*EXERCISE*. Can you find every line in the records below that contains the word "black", matching case, and copy each one?
# GIVEN RECORDS start
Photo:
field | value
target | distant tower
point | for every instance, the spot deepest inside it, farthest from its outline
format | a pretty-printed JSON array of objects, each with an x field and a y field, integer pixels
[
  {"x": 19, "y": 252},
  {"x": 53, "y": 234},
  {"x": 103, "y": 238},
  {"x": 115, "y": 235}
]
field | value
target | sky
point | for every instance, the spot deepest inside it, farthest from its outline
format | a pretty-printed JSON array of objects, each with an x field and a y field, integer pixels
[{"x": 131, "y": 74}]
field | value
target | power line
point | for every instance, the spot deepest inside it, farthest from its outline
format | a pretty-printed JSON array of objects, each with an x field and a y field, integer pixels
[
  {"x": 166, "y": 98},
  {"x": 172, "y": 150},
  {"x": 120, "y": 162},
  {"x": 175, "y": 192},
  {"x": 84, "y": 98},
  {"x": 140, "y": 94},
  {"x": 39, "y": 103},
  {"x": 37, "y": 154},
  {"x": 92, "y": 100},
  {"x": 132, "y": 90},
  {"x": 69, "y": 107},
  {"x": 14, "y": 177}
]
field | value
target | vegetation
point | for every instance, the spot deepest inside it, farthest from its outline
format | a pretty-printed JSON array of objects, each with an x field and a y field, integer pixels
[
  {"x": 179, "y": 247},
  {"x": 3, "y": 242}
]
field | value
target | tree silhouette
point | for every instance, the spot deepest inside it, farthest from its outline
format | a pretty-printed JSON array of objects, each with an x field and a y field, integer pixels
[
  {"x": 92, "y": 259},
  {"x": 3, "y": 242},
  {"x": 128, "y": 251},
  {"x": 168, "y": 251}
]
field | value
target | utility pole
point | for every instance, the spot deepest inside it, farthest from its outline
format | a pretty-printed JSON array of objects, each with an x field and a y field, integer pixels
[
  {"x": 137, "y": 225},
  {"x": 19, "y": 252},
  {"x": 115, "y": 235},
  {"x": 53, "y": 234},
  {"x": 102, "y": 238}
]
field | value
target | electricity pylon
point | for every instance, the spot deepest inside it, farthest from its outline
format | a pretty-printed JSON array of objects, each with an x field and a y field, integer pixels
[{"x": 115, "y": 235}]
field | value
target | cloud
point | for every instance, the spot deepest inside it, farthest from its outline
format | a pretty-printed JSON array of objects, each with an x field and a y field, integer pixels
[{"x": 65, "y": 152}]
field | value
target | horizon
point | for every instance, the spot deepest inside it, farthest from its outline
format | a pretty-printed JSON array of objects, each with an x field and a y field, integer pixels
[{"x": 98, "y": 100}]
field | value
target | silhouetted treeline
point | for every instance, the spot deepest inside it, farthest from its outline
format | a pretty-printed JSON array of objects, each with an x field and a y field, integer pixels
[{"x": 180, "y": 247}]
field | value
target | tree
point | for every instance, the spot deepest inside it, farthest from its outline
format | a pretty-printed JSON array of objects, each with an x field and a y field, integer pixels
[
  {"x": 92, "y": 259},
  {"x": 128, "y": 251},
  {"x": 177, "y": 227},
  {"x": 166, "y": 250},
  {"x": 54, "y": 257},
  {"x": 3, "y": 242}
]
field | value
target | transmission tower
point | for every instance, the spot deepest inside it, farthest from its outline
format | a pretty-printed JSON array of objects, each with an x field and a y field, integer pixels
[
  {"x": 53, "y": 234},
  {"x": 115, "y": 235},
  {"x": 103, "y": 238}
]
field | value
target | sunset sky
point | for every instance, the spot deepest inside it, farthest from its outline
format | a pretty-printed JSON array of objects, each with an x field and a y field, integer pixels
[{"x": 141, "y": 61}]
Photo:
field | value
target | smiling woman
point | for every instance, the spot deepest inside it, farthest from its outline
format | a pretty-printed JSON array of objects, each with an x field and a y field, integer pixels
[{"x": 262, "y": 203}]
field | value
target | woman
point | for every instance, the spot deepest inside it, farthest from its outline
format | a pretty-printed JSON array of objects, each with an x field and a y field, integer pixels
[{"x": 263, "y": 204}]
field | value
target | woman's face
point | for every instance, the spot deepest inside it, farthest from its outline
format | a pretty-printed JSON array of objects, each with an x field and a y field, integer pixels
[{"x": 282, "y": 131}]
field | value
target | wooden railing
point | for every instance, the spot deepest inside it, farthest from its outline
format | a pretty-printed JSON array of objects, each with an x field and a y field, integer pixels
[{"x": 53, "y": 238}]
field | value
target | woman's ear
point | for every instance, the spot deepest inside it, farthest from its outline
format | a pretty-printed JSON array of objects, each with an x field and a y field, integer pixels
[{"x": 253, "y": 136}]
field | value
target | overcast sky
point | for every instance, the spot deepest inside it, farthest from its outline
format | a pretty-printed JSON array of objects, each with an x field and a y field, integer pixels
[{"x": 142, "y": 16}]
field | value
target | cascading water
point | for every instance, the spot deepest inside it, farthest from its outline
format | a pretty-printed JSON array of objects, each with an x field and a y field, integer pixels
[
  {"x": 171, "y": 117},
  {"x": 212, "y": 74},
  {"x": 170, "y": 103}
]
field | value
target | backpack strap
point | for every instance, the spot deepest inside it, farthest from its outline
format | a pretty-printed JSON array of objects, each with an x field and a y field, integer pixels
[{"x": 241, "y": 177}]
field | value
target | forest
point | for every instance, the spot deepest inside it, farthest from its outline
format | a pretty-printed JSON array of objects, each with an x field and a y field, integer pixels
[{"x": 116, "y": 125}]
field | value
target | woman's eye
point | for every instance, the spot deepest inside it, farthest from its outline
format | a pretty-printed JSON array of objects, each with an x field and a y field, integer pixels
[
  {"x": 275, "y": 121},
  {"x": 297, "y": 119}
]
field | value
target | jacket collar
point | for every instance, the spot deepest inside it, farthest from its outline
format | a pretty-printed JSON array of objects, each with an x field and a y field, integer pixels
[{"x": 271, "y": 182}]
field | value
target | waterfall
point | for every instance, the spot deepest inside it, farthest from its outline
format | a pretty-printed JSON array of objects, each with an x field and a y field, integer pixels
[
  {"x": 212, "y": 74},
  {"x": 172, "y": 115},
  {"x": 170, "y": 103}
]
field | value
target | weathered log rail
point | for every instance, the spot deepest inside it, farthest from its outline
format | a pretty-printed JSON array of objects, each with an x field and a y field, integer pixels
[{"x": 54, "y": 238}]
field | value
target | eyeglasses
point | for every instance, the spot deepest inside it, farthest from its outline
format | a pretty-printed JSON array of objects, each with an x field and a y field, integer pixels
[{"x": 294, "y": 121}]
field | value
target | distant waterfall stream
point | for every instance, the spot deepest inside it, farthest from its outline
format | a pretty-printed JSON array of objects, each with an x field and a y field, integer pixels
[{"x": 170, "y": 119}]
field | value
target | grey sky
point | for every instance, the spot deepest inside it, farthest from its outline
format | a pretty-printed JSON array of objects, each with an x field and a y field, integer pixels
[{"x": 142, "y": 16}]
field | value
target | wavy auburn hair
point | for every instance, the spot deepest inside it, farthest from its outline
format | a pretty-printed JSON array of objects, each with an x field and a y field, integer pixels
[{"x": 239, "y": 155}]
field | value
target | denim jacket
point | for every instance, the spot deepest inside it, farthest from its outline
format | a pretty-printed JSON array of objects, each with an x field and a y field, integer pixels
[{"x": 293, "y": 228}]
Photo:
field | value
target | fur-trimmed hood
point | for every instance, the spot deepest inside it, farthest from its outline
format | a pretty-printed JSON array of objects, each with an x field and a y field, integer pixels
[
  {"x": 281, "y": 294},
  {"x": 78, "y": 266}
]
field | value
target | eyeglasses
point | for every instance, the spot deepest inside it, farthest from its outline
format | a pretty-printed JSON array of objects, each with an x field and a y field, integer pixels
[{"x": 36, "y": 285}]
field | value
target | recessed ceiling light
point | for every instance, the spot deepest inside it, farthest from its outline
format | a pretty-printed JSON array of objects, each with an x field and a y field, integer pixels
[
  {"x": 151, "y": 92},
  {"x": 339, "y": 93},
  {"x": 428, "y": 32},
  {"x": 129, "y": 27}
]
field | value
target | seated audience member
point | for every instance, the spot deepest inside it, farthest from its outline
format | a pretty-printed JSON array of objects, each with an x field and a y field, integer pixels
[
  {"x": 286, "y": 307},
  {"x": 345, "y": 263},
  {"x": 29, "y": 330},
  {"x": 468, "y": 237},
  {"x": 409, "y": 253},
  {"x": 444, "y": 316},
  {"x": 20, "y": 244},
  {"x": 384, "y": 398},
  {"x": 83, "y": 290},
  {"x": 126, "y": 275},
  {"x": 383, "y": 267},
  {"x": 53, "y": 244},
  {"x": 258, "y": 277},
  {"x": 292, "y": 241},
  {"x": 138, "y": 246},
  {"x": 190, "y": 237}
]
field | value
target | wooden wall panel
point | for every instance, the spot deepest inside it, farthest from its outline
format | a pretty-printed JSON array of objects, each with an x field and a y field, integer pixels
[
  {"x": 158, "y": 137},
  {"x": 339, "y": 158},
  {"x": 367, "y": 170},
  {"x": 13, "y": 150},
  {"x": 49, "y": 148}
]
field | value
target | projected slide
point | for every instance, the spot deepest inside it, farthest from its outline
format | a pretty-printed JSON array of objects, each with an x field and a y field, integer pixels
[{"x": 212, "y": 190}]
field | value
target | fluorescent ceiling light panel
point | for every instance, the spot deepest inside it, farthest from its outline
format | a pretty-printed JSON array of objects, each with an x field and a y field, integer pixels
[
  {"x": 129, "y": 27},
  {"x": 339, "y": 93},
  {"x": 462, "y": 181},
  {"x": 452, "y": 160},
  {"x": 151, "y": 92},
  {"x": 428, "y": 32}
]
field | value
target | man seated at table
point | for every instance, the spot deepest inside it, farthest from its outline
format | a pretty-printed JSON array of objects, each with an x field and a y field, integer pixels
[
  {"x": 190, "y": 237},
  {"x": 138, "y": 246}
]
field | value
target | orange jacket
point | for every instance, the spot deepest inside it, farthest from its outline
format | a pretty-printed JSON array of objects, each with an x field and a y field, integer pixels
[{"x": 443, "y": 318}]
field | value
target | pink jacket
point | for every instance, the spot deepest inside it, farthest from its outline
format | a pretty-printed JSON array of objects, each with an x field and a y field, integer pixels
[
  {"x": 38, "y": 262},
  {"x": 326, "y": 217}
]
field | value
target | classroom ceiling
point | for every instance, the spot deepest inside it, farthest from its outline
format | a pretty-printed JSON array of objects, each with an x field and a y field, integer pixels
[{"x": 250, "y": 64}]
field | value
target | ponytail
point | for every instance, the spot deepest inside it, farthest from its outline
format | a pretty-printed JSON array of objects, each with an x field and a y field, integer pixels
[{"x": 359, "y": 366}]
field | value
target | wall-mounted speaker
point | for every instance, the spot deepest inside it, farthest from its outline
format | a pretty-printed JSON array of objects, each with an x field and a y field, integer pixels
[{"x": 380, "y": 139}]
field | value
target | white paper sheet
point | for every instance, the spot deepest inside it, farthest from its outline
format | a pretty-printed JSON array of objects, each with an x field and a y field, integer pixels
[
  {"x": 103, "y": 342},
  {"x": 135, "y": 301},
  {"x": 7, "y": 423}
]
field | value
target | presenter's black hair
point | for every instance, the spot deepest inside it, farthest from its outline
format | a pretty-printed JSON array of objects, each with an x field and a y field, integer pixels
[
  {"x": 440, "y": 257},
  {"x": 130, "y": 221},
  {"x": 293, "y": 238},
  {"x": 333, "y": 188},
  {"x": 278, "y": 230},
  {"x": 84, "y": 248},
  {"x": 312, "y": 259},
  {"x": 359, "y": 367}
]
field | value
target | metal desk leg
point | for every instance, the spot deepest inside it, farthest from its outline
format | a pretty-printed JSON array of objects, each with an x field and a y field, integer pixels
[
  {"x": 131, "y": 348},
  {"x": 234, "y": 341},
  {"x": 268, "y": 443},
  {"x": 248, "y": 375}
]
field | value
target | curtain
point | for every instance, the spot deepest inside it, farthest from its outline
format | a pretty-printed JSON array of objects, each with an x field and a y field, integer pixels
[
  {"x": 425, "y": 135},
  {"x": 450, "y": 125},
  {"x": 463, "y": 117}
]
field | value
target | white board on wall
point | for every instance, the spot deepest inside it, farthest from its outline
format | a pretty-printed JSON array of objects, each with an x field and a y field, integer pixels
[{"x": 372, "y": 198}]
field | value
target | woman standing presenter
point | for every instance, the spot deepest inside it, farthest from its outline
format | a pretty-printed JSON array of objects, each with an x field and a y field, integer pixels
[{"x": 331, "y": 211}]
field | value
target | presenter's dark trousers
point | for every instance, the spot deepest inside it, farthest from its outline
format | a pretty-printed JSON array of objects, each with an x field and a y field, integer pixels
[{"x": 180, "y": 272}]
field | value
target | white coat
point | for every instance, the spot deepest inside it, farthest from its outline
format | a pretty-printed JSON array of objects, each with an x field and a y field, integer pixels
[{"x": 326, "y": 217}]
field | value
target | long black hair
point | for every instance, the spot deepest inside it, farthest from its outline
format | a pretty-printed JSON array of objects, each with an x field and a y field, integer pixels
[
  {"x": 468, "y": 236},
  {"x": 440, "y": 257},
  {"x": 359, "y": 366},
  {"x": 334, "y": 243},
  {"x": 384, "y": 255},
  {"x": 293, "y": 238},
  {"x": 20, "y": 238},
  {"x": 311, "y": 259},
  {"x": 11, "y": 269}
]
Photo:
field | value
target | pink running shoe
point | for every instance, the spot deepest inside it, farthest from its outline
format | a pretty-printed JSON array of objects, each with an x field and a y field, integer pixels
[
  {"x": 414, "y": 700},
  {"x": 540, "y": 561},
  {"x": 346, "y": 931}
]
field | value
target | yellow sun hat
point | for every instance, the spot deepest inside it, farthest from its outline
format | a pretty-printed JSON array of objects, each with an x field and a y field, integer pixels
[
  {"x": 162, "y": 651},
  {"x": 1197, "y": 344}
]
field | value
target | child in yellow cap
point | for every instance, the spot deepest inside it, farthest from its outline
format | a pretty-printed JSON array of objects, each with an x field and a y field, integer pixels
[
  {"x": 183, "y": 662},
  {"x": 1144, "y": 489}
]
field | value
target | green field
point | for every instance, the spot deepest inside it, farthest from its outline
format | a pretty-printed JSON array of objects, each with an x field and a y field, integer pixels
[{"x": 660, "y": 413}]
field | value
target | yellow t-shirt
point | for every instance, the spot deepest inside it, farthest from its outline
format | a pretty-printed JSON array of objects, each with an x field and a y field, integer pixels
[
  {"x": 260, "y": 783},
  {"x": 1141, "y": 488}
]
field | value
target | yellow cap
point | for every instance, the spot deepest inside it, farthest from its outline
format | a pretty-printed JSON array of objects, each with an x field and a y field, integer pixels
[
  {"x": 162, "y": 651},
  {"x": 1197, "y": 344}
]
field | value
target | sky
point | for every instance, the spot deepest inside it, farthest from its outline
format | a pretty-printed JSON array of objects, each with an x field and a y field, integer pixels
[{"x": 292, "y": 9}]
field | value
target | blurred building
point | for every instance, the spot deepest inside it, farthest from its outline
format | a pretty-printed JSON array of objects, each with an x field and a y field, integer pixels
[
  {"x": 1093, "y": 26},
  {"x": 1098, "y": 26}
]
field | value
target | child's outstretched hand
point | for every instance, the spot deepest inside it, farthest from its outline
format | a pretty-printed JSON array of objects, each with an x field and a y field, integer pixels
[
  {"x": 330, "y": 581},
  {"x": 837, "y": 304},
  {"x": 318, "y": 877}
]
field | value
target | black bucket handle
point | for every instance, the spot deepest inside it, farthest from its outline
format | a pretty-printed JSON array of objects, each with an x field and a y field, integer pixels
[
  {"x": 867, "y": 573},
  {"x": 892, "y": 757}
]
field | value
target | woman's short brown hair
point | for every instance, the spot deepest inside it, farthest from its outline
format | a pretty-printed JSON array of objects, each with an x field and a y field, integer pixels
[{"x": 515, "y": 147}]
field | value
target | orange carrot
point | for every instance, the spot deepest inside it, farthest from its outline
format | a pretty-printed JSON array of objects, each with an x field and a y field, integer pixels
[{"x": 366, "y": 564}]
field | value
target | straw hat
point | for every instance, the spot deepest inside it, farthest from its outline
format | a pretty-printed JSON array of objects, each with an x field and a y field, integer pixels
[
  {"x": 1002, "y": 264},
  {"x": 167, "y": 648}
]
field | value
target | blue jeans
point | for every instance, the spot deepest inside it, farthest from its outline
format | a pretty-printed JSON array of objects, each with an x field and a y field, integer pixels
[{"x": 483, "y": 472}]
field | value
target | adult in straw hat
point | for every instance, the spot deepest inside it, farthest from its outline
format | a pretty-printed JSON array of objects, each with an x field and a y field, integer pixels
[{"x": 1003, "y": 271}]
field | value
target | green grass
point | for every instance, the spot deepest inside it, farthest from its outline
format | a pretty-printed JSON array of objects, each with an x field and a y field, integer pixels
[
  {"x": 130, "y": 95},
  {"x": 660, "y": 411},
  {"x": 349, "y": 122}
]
# GIVEN RECORDS end
*WORKED SOLUTION*.
target | presenter's black hair
target | long black hair
target | black bucket handle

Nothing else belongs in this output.